### Given task
Render the material below as a JSON list of strings, one string per line, leaving out blank lines.

### Data supplied
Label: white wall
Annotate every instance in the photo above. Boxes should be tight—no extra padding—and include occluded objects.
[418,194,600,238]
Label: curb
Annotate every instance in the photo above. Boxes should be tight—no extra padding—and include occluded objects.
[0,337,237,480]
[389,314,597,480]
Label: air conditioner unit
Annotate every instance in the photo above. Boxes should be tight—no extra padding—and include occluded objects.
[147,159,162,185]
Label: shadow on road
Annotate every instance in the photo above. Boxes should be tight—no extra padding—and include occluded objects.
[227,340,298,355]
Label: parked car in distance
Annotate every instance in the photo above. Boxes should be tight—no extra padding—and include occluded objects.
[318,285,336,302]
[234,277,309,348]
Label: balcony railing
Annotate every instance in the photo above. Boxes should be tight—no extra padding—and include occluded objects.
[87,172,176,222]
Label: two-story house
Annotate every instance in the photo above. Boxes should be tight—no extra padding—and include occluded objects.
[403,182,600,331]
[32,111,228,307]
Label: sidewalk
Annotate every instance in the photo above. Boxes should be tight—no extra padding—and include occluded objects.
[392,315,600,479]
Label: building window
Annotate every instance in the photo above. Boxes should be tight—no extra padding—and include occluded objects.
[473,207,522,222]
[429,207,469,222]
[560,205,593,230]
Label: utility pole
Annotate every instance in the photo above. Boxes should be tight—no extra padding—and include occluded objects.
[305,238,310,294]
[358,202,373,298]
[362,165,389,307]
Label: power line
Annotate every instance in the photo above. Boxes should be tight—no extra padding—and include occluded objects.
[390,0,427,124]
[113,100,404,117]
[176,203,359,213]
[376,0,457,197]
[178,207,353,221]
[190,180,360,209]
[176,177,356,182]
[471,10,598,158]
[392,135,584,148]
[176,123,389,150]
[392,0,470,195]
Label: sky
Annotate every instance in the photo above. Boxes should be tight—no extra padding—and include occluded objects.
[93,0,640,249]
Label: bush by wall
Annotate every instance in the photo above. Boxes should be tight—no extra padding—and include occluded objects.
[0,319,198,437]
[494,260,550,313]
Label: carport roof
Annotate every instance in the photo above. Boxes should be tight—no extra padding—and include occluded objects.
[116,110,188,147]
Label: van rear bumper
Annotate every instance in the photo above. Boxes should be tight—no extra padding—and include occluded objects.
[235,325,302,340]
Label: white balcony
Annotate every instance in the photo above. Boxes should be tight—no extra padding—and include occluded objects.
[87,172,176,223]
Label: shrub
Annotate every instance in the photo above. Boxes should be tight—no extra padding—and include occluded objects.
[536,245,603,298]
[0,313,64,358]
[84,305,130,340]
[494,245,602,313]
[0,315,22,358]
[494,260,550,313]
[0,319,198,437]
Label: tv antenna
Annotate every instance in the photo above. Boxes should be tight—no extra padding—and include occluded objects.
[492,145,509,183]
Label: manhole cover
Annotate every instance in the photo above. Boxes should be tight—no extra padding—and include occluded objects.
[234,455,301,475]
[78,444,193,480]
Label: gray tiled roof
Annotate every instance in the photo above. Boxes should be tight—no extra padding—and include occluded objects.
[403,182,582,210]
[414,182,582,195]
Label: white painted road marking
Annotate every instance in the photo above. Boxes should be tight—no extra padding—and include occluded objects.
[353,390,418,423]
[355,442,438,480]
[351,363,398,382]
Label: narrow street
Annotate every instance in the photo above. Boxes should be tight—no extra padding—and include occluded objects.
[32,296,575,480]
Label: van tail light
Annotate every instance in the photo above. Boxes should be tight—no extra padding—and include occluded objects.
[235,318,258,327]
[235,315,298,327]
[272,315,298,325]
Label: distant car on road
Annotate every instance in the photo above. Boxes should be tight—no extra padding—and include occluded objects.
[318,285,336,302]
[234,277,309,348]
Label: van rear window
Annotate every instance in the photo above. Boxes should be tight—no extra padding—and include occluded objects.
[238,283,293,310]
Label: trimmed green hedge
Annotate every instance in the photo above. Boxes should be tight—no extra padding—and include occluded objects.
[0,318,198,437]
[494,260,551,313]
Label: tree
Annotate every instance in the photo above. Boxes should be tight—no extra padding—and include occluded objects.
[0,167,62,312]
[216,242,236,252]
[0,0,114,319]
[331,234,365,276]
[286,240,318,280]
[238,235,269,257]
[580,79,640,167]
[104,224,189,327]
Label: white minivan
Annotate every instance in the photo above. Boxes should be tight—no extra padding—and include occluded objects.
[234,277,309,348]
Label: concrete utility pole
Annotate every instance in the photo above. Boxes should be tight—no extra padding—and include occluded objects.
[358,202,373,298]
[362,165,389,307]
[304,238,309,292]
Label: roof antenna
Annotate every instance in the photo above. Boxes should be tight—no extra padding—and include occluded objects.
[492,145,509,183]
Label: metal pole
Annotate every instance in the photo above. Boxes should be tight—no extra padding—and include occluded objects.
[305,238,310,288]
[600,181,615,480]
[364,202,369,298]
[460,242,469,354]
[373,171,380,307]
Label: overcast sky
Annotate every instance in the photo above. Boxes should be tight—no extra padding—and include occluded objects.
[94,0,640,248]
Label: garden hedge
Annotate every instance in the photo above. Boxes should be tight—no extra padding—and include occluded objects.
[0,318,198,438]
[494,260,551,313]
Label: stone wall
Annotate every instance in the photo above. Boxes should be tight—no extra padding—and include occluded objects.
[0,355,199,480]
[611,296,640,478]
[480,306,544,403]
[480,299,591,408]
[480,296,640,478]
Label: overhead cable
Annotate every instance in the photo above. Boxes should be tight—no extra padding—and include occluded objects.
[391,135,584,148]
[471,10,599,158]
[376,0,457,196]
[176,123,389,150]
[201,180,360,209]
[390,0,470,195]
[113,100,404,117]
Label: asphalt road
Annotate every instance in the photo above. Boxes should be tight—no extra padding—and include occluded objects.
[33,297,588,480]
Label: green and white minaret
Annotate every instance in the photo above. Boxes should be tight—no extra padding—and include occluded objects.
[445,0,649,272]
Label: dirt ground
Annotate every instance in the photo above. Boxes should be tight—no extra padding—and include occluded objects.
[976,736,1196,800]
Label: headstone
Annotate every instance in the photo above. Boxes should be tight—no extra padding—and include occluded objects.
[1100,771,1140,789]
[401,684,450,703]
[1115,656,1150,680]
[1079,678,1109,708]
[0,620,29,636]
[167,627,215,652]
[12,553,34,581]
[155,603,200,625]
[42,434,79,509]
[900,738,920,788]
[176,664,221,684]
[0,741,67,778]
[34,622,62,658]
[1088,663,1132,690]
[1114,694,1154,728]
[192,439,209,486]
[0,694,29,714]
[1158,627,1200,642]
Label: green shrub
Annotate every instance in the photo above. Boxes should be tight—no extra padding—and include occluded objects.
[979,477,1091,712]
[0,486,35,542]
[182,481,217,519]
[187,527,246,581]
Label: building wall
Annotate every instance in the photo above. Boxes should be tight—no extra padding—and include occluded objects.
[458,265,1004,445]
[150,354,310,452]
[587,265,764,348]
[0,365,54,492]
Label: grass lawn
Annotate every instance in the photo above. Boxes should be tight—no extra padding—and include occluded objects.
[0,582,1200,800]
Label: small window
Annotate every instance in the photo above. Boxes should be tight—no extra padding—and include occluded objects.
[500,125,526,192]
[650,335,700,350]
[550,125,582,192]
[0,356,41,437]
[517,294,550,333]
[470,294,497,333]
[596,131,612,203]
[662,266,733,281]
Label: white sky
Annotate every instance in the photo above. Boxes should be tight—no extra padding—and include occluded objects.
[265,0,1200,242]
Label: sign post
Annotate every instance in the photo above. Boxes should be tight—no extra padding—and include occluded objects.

### Task solution
[
  "Label: white wall",
  "Annotate every instance in the photo above. Boxes should be tight—no extra padding—and include occluded objects.",
  "[418,194,600,238]",
  "Label: curb",
  "Annotate every instance in the photo above. Boxes should be tight—no extra padding—and include occluded objects.",
  "[0,337,237,480]",
  "[389,314,597,480]",
  "Label: air conditioner unit",
  "Annotate every instance in the photo above. Boxes should be tight—no extra padding—and include occluded objects.",
  "[147,159,162,185]",
  "Label: shadow on road",
  "Annotate every instance in the photo above. Boxes should be tight—no extra padding—and include occluded objects.",
  "[227,340,298,355]",
  "Label: parked car in distance",
  "Annotate every instance in the photo above. Boxes should be tight—no extra padding—and include occluded objects.",
  "[318,285,336,302]",
  "[234,277,309,348]",
  "Label: balcony railing",
  "Annotate every instance in the photo above. Boxes should be tight—no extra padding—and include occluded objects.",
  "[87,172,176,222]",
  "Label: two-story house",
  "Annotate every instance in the photo above. Boxes should be tight—no extra padding—and include occluded objects.",
  "[403,182,600,331]",
  "[32,111,228,307]",
  "Label: sidewalk",
  "Annotate every instance in the photo above. Boxes should be tight—no extra padding—and include occluded objects.",
  "[392,315,600,479]",
  "Label: building window",
  "Annotate every instance in the photo above. Boxes should be tight—no extra padding—and include occluded objects.",
  "[473,207,522,222]",
  "[429,207,469,222]",
  "[560,205,593,230]",
  "Label: utility pole",
  "Annotate every instance in the photo above. Boxes should be tight—no extra padding—and include occluded objects.",
  "[305,238,310,294]",
  "[358,202,373,298]",
  "[362,165,389,307]",
  "Label: power line",
  "Annotate every instance in the photo above. Boxes should be tight—no extra padding—and include occluded objects.",
  "[390,0,427,124]",
  "[113,100,404,117]",
  "[176,203,359,213]",
  "[376,0,457,197]",
  "[178,207,353,221]",
  "[190,180,360,209]",
  "[176,177,356,182]",
  "[471,10,598,158]",
  "[392,135,584,148]",
  "[176,123,389,150]",
  "[392,0,470,195]",
  "Label: sky",
  "Annotate every instance in the photo above. Boxes should be tight—no extra padding—and include occluded objects.",
  "[93,0,640,249]",
  "Label: bush by wall",
  "Annotate every instance in the photo above. Boxes should be tight—no extra padding—and include occluded objects.",
  "[0,319,198,437]",
  "[494,260,550,313]",
  "Label: carport roof",
  "Annotate every instance in the photo above. Boxes should be tight—no extra padding—and include occluded objects.",
  "[116,110,188,147]",
  "Label: van rear bumper",
  "Annotate every instance in the photo above. Boxes should be tight—no extra padding—and include occluded objects.",
  "[235,325,302,340]",
  "Label: white balcony",
  "Annotate every instance in the photo above. Boxes should be tight—no extra padding—and include occluded objects.",
  "[87,172,176,223]",
  "Label: shrub",
  "Annotate every instance in the photo above. Boxes should be tight—no extra padding—and include occluded objects.",
  "[536,245,603,298]",
  "[0,313,64,358]",
  "[84,305,130,340]",
  "[494,245,602,313]",
  "[0,315,22,358]",
  "[494,260,550,313]",
  "[0,319,198,437]",
  "Label: tv antenna",
  "Annotate every instance in the photo above. Boxes should be tight—no extra padding—and include occluded objects.",
  "[492,145,509,183]",
  "Label: manhole cover",
  "Annotate every instance in the photo above. Boxes should be tight—no extra padding—and include occluded objects.",
  "[234,455,301,475]",
  "[78,444,193,480]",
  "Label: gray tiled roof",
  "Annotate every instance in the photo above. Boxes should be tight—no extra padding—and include occluded objects.",
  "[403,182,582,210]",
  "[414,182,582,195]",
  "Label: white painted road marking",
  "Annotate every instance in the photo above. Boxes should be tight—no extra padding—and include occluded objects.",
  "[353,390,418,423]",
  "[355,442,438,480]",
  "[351,363,398,382]",
  "Label: narrow street",
  "Annotate every instance in the photo above. Boxes should be tight—no extra padding—and include occluded objects.",
  "[32,296,575,480]",
  "Label: van tail light",
  "Annotate every instance in the photo above. Boxes should be tight—no extra padding—and include occluded objects.",
  "[235,318,258,327]",
  "[235,315,298,327]",
  "[272,315,298,325]",
  "Label: distant car on road",
  "Annotate every instance in the photo above. Boxes should be tight—no extra padding—and include occluded objects.",
  "[318,285,336,302]",
  "[234,277,309,348]",
  "Label: van rear window",
  "Annotate every instance in the photo above. Boxes should be tight—no extra padding—and include occluded objects.",
  "[238,283,293,310]",
  "Label: trimmed green hedge",
  "Annotate every instance in the photo above. Boxes should be tight—no extra padding—and include occluded objects.",
  "[0,318,198,437]",
  "[494,260,551,313]",
  "Label: tree",
  "Annotate every instance in the photo above. Boxes should be tight—no extra padding—and include occluded objects.",
  "[0,167,62,312]",
  "[216,242,236,252]",
  "[0,0,114,319]",
  "[331,234,365,276]",
  "[286,240,318,280]",
  "[238,235,269,257]",
  "[580,79,640,167]",
  "[104,224,189,327]",
  "Label: white minivan",
  "Annotate every instance in the photo above. Boxes should be tight—no extra padding—and include occluded objects.",
  "[234,277,309,348]",
  "Label: concrete utility pole",
  "Annotate every instance in the photo above. Boxes should be tight—no extra padding—and include occluded objects.",
  "[358,202,373,298]",
  "[362,165,389,307]",
  "[304,238,309,292]",
  "Label: roof antenna",
  "Annotate every instance in the photo above. Boxes should be tight—no extra padding—and include occluded objects.",
  "[492,145,509,183]",
  "Label: metal pole",
  "Annotate every instance in the photo above. Boxes should be tight—no extra padding—and include occluded objects.",
  "[305,238,310,288]",
  "[600,181,615,480]",
  "[364,202,369,298]",
  "[460,242,469,354]",
  "[373,171,380,307]",
  "Label: overcast sky",
  "Annotate every instance in the photo above. Boxes should be tight—no extra padding—and include occluded objects.",
  "[94,0,640,248]",
  "Label: garden hedge",
  "Annotate every instance in the photo above. Boxes should be tight—no extra padding—and include occluded objects.",
  "[0,318,198,438]",
  "[494,260,551,313]",
  "Label: stone wall",
  "Annotate every instance in the photo above. Boxes should be tight—no extra padding—and include occluded objects.",
  "[0,355,199,480]",
  "[611,296,640,478]",
  "[480,306,544,403]",
  "[480,299,591,408]",
  "[480,296,640,478]",
  "Label: overhead cable",
  "Annotate every instance in the photo above. Boxes should be tight—no extra padding—and include occluded objects.",
  "[391,135,584,148]",
  "[471,10,599,158]",
  "[376,0,457,196]",
  "[176,123,389,150]",
  "[201,180,360,209]",
  "[390,0,470,195]",
  "[113,100,404,117]",
  "Label: asphalt road",
  "Annotate every instance in the photo above. Boxes should be tight—no extra padding—and include occluded objects.",
  "[33,297,588,480]",
  "Label: green and white minaret",
  "Annotate every instance in the photo above. Boxes should be tight—no extra padding—and include occluded objects.",
  "[445,0,649,272]",
  "Label: dirt ground",
  "Annotate every instance in the photo above. Boxes should be tight—no extra padding—and include occluded objects.",
  "[976,736,1196,800]",
  "Label: headstone",
  "Annotate every instance in the photo above. Boxes should be tight—no extra padding—and include occluded objects.",
  "[1100,771,1140,789]",
  "[401,684,450,703]",
  "[1115,656,1150,680]",
  "[1079,678,1109,708]",
  "[0,620,29,636]",
  "[167,627,215,652]",
  "[12,553,34,581]",
  "[155,603,200,625]",
  "[42,434,79,509]",
  "[900,738,920,788]",
  "[176,664,221,684]",
  "[0,741,67,778]",
  "[34,622,62,658]",
  "[1088,663,1132,690]",
  "[1114,694,1154,728]",
  "[192,439,209,486]",
  "[0,694,29,714]",
  "[1158,627,1200,642]",
  "Label: green shrub",
  "Annotate every instance in the photo above. Boxes should be tight—no extra padding—and include occluded objects.",
  "[979,477,1091,712]",
  "[0,486,35,542]",
  "[182,481,217,519]",
  "[187,527,246,581]",
  "Label: building wall",
  "Annotate every instance in the photo above. Boxes should be tight—no extra padding—and include occluded objects.",
  "[458,265,1004,445]",
  "[150,354,310,452]",
  "[587,265,764,348]",
  "[0,365,54,492]",
  "Label: grass lawn",
  "Annotate every instance in the photo above. Boxes should be tight—no extra padding—and include occluded objects.",
  "[0,582,1200,800]",
  "Label: small window",
  "Annotate every instance in the photo above. Boxes should be tight—no extra padding—and include occluded objects.",
  "[500,125,526,192]",
  "[650,335,700,350]",
  "[550,125,582,192]",
  "[0,356,41,437]",
  "[517,294,550,333]",
  "[470,294,497,333]",
  "[596,131,612,203]",
  "[662,266,733,281]",
  "Label: white sky",
  "Annotate every instance in the photo above. Boxes should be tight—no extra padding—and include occluded objects.",
  "[265,0,1200,242]",
  "Label: sign post",
  "Annotate every instance in the photo above. Boxes should be tight—no extra padding—and include occluded objects."
]